>> begin INFORMATION GIVEN

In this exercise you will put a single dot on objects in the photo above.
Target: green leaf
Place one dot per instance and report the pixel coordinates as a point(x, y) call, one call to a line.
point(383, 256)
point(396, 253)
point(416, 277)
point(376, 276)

>> end INFORMATION GIVEN

▶ [TASK DIRECTIONS]
Repeat every line of the material above, requests included, and shift each x and y coordinate in the answers up by 130.

▶ [COMPLETE ANSWER]
In this exercise you will put a single dot on objects in the photo above.
Target: green leaf
Place one dot per instance and report the pixel coordinates as a point(x, y) call, one call to a line.
point(513, 386)
point(526, 383)
point(546, 407)
point(506, 406)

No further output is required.